◆ AUFGABE
Wandle die gesamte folgende Auflistung in eine Markdown-Tabelle mit den Spalten „Nr“ für die Zeilennummer und „Zeile“ für den Zeileninhalt um. Leerzeilen und Bilder kommen nicht in die Tabelle.

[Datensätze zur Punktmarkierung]
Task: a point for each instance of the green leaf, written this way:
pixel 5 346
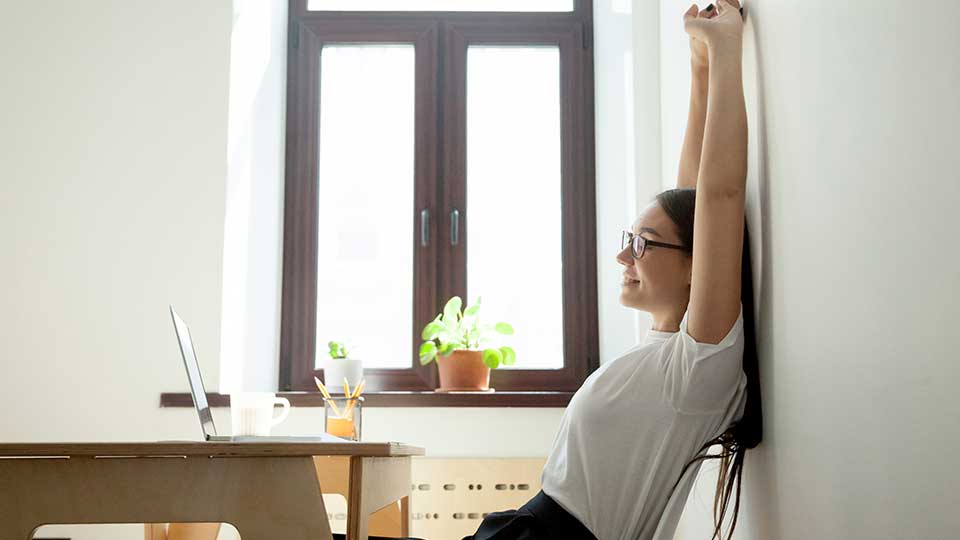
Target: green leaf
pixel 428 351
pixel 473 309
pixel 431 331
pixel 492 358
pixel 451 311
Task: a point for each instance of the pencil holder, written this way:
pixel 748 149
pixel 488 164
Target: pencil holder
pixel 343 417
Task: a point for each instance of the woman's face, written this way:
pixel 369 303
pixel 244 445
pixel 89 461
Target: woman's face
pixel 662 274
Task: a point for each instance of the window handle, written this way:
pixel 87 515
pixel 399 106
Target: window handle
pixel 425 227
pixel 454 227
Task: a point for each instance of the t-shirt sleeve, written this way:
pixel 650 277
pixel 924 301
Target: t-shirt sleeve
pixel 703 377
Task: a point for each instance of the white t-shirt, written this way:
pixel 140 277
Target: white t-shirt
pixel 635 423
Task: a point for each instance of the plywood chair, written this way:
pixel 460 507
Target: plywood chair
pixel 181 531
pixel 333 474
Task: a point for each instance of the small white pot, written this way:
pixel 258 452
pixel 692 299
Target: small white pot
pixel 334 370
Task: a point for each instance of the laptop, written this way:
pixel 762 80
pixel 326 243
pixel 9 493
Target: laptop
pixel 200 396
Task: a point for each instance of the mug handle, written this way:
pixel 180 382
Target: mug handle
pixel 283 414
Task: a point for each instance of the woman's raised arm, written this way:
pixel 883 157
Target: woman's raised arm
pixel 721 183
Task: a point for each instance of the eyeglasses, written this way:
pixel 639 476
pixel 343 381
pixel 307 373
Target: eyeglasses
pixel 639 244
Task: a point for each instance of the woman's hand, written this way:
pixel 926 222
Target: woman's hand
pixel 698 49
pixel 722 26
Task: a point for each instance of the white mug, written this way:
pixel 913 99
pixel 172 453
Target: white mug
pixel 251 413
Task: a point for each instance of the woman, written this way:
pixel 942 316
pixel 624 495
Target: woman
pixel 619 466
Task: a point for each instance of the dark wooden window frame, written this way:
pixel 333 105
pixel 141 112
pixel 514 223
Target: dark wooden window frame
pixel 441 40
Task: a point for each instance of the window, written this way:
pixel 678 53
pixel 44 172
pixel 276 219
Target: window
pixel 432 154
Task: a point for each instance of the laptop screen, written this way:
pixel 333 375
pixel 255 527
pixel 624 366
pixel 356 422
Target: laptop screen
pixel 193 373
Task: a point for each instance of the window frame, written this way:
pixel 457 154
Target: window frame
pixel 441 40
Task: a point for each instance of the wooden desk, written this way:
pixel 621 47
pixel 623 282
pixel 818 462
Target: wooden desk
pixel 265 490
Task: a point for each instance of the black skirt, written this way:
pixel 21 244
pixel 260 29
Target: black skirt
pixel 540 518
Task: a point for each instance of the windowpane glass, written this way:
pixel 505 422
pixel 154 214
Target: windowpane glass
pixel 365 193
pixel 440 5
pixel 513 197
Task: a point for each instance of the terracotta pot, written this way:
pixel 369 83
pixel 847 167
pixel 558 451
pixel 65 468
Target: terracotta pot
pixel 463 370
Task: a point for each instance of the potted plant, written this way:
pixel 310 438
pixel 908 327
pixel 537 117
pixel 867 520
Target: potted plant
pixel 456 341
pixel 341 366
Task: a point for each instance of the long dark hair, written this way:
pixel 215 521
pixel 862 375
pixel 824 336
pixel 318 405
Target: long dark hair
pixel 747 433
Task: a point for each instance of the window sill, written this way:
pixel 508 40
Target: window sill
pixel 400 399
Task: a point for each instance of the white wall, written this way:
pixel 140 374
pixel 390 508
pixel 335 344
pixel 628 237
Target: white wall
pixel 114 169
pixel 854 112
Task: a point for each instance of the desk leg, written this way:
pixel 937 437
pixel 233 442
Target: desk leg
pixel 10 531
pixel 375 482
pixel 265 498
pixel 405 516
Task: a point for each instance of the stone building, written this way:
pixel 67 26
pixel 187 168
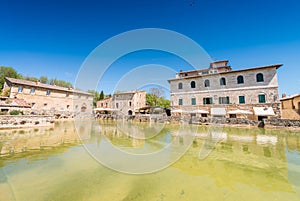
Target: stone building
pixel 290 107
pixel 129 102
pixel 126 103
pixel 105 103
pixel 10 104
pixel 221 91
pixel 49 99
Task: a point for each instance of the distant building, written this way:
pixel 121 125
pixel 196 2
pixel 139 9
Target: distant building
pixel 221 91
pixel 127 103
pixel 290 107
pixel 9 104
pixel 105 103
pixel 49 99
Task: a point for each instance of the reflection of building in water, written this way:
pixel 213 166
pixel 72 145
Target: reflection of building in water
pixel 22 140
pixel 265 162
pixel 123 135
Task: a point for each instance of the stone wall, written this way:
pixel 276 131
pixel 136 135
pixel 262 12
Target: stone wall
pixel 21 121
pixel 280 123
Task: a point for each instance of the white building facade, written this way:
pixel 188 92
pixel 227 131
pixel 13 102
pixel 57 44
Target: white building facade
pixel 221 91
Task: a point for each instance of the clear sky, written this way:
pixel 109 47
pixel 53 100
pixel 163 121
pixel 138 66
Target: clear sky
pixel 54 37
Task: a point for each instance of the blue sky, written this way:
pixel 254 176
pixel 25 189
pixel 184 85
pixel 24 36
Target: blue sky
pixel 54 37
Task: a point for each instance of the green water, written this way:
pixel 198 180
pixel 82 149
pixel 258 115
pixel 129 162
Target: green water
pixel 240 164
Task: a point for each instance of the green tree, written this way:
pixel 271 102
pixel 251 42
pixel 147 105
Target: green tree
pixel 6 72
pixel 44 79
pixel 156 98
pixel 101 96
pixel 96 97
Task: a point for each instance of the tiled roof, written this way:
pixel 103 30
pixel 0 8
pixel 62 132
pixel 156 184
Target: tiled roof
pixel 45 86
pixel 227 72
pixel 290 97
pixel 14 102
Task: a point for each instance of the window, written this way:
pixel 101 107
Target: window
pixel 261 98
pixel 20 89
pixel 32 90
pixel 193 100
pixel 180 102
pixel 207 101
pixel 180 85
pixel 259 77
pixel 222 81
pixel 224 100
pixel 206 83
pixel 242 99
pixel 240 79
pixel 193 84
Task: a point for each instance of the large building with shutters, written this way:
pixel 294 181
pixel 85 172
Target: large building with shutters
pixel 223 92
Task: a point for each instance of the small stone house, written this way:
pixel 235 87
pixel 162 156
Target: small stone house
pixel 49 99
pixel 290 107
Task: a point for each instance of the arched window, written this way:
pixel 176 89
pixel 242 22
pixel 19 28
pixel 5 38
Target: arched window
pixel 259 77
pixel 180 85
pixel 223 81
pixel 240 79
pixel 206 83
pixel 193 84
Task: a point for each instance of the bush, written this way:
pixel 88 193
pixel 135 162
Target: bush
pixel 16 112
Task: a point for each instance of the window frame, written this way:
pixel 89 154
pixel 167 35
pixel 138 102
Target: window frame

◆ RICHTIGE LÖSUNG
| Nr | Zeile |
|---|---|
| 1 | Task: a point for each instance of the green leaf, written this way: |
| 2 | pixel 5 346 |
| 3 | Target: green leaf |
| 4 | pixel 428 351 |
| 5 | pixel 473 309 |
| 6 | pixel 431 331 |
| 7 | pixel 492 358 |
| 8 | pixel 451 311 |
| 9 | Task: a point for each instance of the pencil holder, written this way: |
| 10 | pixel 748 149 |
| 11 | pixel 488 164 |
| 12 | Target: pencil holder |
| 13 | pixel 343 417 |
| 14 | Task: a point for each instance of the woman's face, written this way: |
| 15 | pixel 369 303 |
| 16 | pixel 244 445 |
| 17 | pixel 89 461 |
| 18 | Target: woman's face |
| 19 | pixel 662 274 |
| 20 | Task: a point for each instance of the window handle, written this way: |
| 21 | pixel 87 515 |
| 22 | pixel 399 106 |
| 23 | Target: window handle |
| 24 | pixel 425 227 |
| 25 | pixel 454 227 |
| 26 | Task: a point for each instance of the t-shirt sleeve, written this way: |
| 27 | pixel 650 277 |
| 28 | pixel 924 301 |
| 29 | Target: t-shirt sleeve |
| 30 | pixel 703 377 |
| 31 | Task: a point for each instance of the white t-shirt, written this way: |
| 32 | pixel 140 277 |
| 33 | Target: white t-shirt |
| 34 | pixel 635 423 |
| 35 | Task: a point for each instance of the plywood chair, written this way: |
| 36 | pixel 460 507 |
| 37 | Target: plywood chair |
| 38 | pixel 181 531 |
| 39 | pixel 333 474 |
| 40 | Task: a point for each instance of the small white pot, written this way: |
| 41 | pixel 258 452 |
| 42 | pixel 692 299 |
| 43 | Target: small white pot |
| 44 | pixel 334 370 |
| 45 | Task: a point for each instance of the laptop, written this way: |
| 46 | pixel 762 80 |
| 47 | pixel 326 243 |
| 48 | pixel 9 493 |
| 49 | Target: laptop |
| 50 | pixel 200 396 |
| 51 | Task: a point for each instance of the mug handle, written this way: |
| 52 | pixel 180 382 |
| 53 | Target: mug handle |
| 54 | pixel 283 414 |
| 55 | Task: a point for each instance of the woman's raised arm, written this way: |
| 56 | pixel 883 157 |
| 57 | Target: woman's raised arm |
| 58 | pixel 721 183 |
| 59 | Task: a point for each instance of the eyeglasses, written this way: |
| 60 | pixel 639 476 |
| 61 | pixel 343 381 |
| 62 | pixel 307 373 |
| 63 | Target: eyeglasses |
| 64 | pixel 639 244 |
| 65 | Task: a point for each instance of the woman's hand, written this way: |
| 66 | pixel 926 222 |
| 67 | Target: woman's hand |
| 68 | pixel 698 49 |
| 69 | pixel 722 26 |
| 70 | Task: a point for each instance of the white mug, written this way: |
| 71 | pixel 913 99 |
| 72 | pixel 172 453 |
| 73 | Target: white mug |
| 74 | pixel 251 413 |
| 75 | Task: a point for each instance of the woman, written this way: |
| 76 | pixel 942 316 |
| 77 | pixel 624 495 |
| 78 | Target: woman |
| 79 | pixel 619 466 |
| 80 | Task: a point for each instance of the dark wooden window frame, written this way: |
| 81 | pixel 333 105 |
| 82 | pixel 141 112 |
| 83 | pixel 514 223 |
| 84 | Target: dark wooden window frame |
| 85 | pixel 441 40 |
| 86 | Task: a point for each instance of the window, written this way: |
| 87 | pixel 678 53 |
| 88 | pixel 44 172 |
| 89 | pixel 276 219 |
| 90 | Target: window |
| 91 | pixel 432 154 |
| 92 | Task: a point for each instance of the laptop screen, written this way: |
| 93 | pixel 333 375 |
| 94 | pixel 255 527 |
| 95 | pixel 624 366 |
| 96 | pixel 356 422 |
| 97 | Target: laptop screen |
| 98 | pixel 193 373 |
| 99 | Task: a point for each instance of the window frame, written this way: |
| 100 | pixel 457 154 |
| 101 | Target: window frame |
| 102 | pixel 441 40 |
| 103 | Task: a point for each instance of the wooden desk, written this way: |
| 104 | pixel 621 47 |
| 105 | pixel 623 282 |
| 106 | pixel 818 462 |
| 107 | Target: wooden desk |
| 108 | pixel 265 490 |
| 109 | Task: a point for each instance of the black skirt, written this way: |
| 110 | pixel 21 244 |
| 111 | pixel 260 29 |
| 112 | Target: black skirt |
| 113 | pixel 540 518 |
| 114 | Task: a point for each instance of the windowpane glass, written this way: |
| 115 | pixel 505 422 |
| 116 | pixel 154 214 |
| 117 | Target: windowpane glass |
| 118 | pixel 365 193 |
| 119 | pixel 440 5 |
| 120 | pixel 513 197 |
| 121 | Task: a point for each instance of the terracotta pot, written this way: |
| 122 | pixel 369 83 |
| 123 | pixel 847 167 |
| 124 | pixel 558 451 |
| 125 | pixel 65 468 |
| 126 | Target: terracotta pot |
| 127 | pixel 463 370 |
| 128 | Task: a point for each instance of the potted plant, written this way: |
| 129 | pixel 310 438 |
| 130 | pixel 908 327 |
| 131 | pixel 537 117 |
| 132 | pixel 867 520 |
| 133 | Target: potted plant |
| 134 | pixel 456 341 |
| 135 | pixel 341 366 |
| 136 | Task: a point for each instance of the long dark hair, written this way: |
| 137 | pixel 215 521 |
| 138 | pixel 862 375 |
| 139 | pixel 824 336 |
| 140 | pixel 318 405 |
| 141 | Target: long dark hair |
| 142 | pixel 747 433 |
| 143 | Task: a point for each instance of the window sill, written this way: |
| 144 | pixel 508 40 |
| 145 | Target: window sill |
| 146 | pixel 400 399 |
| 147 | Task: a point for each instance of the white wall, written this way: |
| 148 | pixel 140 374 |
| 149 | pixel 390 508 |
| 150 | pixel 335 344 |
| 151 | pixel 628 237 |
| 152 | Target: white wall |
| 153 | pixel 114 169 |
| 154 | pixel 854 112 |
| 155 | Task: a point for each instance of the desk leg, written this way: |
| 156 | pixel 937 437 |
| 157 | pixel 233 442 |
| 158 | Target: desk leg |
| 159 | pixel 10 531 |
| 160 | pixel 375 482 |
| 161 | pixel 265 498 |
| 162 | pixel 405 516 |
| 163 | Task: a point for each instance of the stone building, written this way: |
| 164 | pixel 67 26 |
| 165 | pixel 187 168 |
| 166 | Target: stone building |
| 167 | pixel 290 107 |
| 168 | pixel 129 102 |
| 169 | pixel 126 103 |
| 170 | pixel 105 103 |
| 171 | pixel 10 104 |
| 172 | pixel 221 91 |
| 173 | pixel 49 99 |
| 174 | Task: a point for each instance of the distant building, written this way: |
| 175 | pixel 121 125 |
| 176 | pixel 196 2 |
| 177 | pixel 139 9 |
| 178 | Target: distant building |
| 179 | pixel 221 91 |
| 180 | pixel 127 103 |
| 181 | pixel 290 107 |
| 182 | pixel 9 104 |
| 183 | pixel 105 103 |
| 184 | pixel 49 99 |
| 185 | Task: a point for each instance of the reflection of building in water, written this way: |
| 186 | pixel 213 166 |
| 187 | pixel 72 145 |
| 188 | Target: reflection of building in water |
| 189 | pixel 22 140 |
| 190 | pixel 265 162 |
| 191 | pixel 123 135 |
| 192 | Task: a point for each instance of the stone wall, written this way: |
| 193 | pixel 276 131 |
| 194 | pixel 136 135 |
| 195 | pixel 262 12 |
| 196 | Target: stone wall |
| 197 | pixel 21 121 |
| 198 | pixel 280 123 |
| 199 | Task: a point for each instance of the white building facade, written this way: |
| 200 | pixel 188 92 |
| 201 | pixel 227 131 |
| 202 | pixel 13 102 |
| 203 | pixel 57 44 |
| 204 | Target: white building facade |
| 205 | pixel 221 91 |
| 206 | Task: a point for each instance of the clear sky, written this way: |
| 207 | pixel 109 47 |
| 208 | pixel 53 100 |
| 209 | pixel 163 121 |
| 210 | pixel 138 66 |
| 211 | Target: clear sky |
| 212 | pixel 54 37 |
| 213 | Task: a point for each instance of the blue sky, written this way: |
| 214 | pixel 254 176 |
| 215 | pixel 25 189 |
| 216 | pixel 184 85 |
| 217 | pixel 24 36 |
| 218 | Target: blue sky |
| 219 | pixel 54 37 |
| 220 | Task: a point for each instance of the green water, written this way: |
| 221 | pixel 198 180 |
| 222 | pixel 82 149 |
| 223 | pixel 258 115 |
| 224 | pixel 129 162 |
| 225 | Target: green water |
| 226 | pixel 240 164 |
| 227 | Task: a point for each instance of the green tree, written this way: |
| 228 | pixel 271 102 |
| 229 | pixel 251 42 |
| 230 | pixel 147 105 |
| 231 | Target: green tree |
| 232 | pixel 6 72 |
| 233 | pixel 44 79 |
| 234 | pixel 156 98 |
| 235 | pixel 101 96 |
| 236 | pixel 96 97 |
| 237 | Task: a point for each instance of the tiled roof, written this way: |
| 238 | pixel 103 30 |
| 239 | pixel 0 8 |
| 240 | pixel 62 132 |
| 241 | pixel 156 184 |
| 242 | Target: tiled roof |
| 243 | pixel 45 86 |
| 244 | pixel 227 72 |
| 245 | pixel 290 97 |
| 246 | pixel 14 102 |
| 247 | Task: a point for each instance of the window, written this way: |
| 248 | pixel 101 107 |
| 249 | Target: window |
| 250 | pixel 261 98 |
| 251 | pixel 20 89 |
| 252 | pixel 32 90 |
| 253 | pixel 193 100 |
| 254 | pixel 180 102 |
| 255 | pixel 207 101 |
| 256 | pixel 180 85 |
| 257 | pixel 259 77 |
| 258 | pixel 222 81 |
| 259 | pixel 224 100 |
| 260 | pixel 206 83 |
| 261 | pixel 242 99 |
| 262 | pixel 240 79 |
| 263 | pixel 193 84 |
| 264 | Task: a point for each instance of the large building with shutters, written this way: |
| 265 | pixel 294 181 |
| 266 | pixel 85 172 |
| 267 | Target: large building with shutters |
| 268 | pixel 223 92 |
| 269 | Task: a point for each instance of the small stone house, written this way: |
| 270 | pixel 235 87 |
| 271 | pixel 162 156 |
| 272 | Target: small stone house |
| 273 | pixel 49 99 |
| 274 | pixel 290 107 |
| 275 | Task: a point for each instance of the arched window, written this way: |
| 276 | pixel 176 89 |
| 277 | pixel 242 22 |
| 278 | pixel 19 28 |
| 279 | pixel 5 38 |
| 280 | Target: arched window |
| 281 | pixel 259 77 |
| 282 | pixel 180 85 |
| 283 | pixel 223 81 |
| 284 | pixel 240 79 |
| 285 | pixel 206 83 |
| 286 | pixel 193 84 |
| 287 | Task: a point for each instance of the bush, written this way: |
| 288 | pixel 88 193 |
| 289 | pixel 135 162 |
| 290 | Target: bush |
| 291 | pixel 16 112 |
| 292 | Task: a point for each instance of the window frame, written this way: |
| 293 | pixel 89 154 |
| 294 | pixel 167 35 |
| 295 | pixel 138 102 |
| 296 | Target: window frame |